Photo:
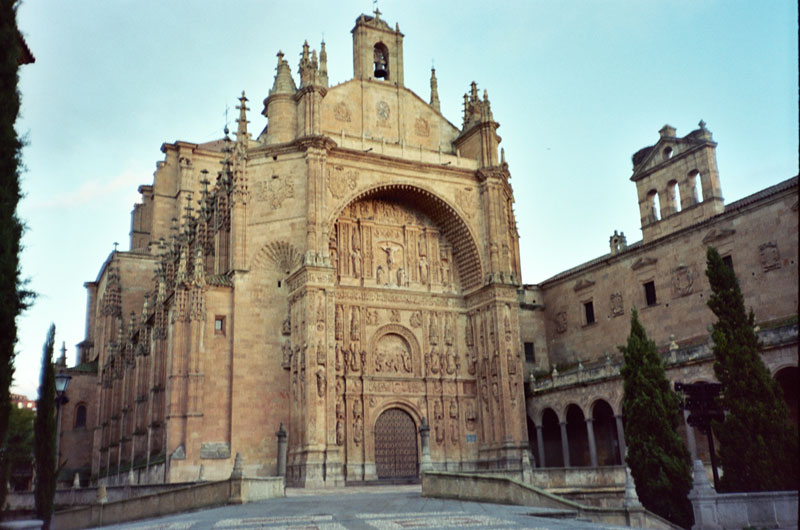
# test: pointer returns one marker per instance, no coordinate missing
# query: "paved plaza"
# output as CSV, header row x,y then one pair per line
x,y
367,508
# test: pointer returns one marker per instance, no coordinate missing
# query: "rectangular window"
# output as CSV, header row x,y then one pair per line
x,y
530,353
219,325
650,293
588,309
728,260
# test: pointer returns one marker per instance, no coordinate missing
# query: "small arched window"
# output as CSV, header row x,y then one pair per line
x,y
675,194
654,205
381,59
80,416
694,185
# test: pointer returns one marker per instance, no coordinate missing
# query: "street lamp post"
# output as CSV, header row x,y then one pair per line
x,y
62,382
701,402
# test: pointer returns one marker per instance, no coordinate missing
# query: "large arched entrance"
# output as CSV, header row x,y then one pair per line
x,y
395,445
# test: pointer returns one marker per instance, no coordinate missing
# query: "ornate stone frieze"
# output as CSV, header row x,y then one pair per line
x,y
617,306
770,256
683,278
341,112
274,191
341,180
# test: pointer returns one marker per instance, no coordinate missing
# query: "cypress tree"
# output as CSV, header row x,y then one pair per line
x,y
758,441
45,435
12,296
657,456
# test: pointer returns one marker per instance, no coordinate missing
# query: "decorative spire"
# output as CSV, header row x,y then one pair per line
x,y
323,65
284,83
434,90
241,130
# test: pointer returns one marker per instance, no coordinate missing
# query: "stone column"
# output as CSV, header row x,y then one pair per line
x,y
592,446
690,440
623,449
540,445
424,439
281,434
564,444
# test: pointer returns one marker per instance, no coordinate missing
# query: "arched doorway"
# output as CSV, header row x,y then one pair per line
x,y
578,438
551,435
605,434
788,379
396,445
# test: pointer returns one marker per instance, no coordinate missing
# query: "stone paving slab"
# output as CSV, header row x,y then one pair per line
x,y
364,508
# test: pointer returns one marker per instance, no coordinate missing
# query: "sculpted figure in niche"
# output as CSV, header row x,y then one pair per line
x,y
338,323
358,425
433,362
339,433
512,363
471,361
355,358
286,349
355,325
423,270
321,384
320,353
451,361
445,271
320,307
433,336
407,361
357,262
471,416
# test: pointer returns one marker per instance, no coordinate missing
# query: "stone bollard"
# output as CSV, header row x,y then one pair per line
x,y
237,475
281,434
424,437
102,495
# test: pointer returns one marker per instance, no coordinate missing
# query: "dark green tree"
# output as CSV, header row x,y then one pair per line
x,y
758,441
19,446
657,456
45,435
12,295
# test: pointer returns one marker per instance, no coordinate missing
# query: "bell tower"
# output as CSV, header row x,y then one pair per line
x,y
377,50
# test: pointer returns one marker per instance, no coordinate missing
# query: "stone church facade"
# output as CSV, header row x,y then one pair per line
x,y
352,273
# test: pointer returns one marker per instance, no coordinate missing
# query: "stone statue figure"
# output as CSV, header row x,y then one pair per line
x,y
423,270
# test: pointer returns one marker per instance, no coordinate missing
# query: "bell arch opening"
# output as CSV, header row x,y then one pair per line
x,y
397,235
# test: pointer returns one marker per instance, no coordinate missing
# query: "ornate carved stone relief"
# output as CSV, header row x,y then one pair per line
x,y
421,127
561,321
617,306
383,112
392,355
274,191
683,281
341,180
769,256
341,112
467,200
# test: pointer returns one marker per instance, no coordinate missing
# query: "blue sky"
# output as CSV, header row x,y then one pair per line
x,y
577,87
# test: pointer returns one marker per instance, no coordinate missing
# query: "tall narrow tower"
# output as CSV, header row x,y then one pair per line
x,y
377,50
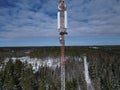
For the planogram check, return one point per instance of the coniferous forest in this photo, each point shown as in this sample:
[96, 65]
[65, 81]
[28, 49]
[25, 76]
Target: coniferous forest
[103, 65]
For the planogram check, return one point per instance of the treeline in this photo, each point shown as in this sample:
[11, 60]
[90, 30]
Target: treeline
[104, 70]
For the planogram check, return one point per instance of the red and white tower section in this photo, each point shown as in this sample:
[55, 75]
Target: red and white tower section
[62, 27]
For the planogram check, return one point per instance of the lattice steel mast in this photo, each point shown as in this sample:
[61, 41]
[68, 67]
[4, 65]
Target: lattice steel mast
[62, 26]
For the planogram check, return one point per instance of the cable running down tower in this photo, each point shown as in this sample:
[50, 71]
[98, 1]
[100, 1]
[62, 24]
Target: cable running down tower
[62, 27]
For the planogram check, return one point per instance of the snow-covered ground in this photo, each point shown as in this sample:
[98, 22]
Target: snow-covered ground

----

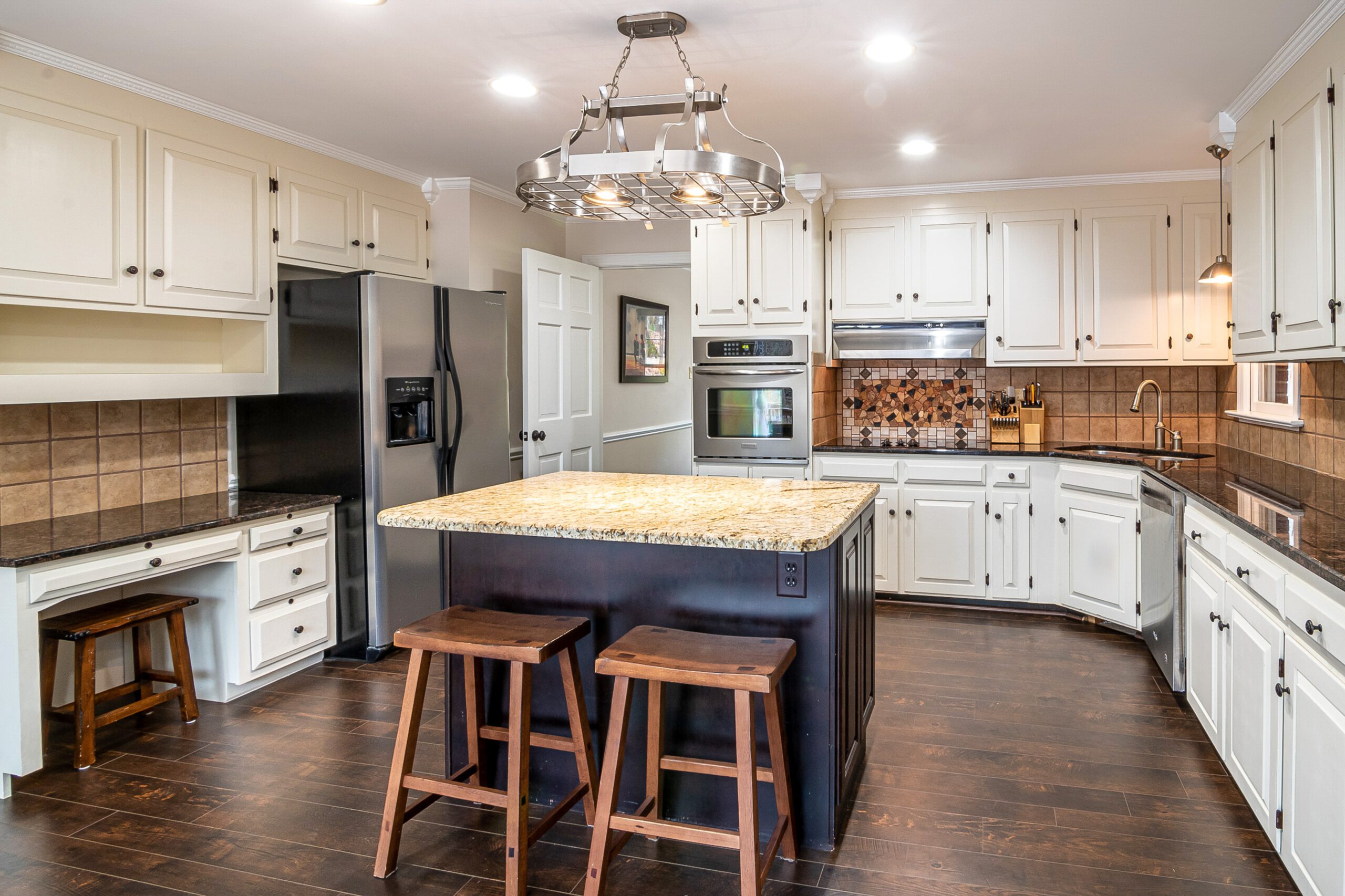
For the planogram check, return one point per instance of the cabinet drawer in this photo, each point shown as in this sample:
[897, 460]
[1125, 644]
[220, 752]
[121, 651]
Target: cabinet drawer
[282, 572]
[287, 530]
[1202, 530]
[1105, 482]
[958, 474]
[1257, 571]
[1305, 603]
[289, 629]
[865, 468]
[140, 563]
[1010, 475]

----

**WHAT NEEDS TO BE DONE**
Out of the material above, select every line that holds the string "window".

**ANSWER TO THIS TASK**
# query: "rectangular window"
# query: "small arched window"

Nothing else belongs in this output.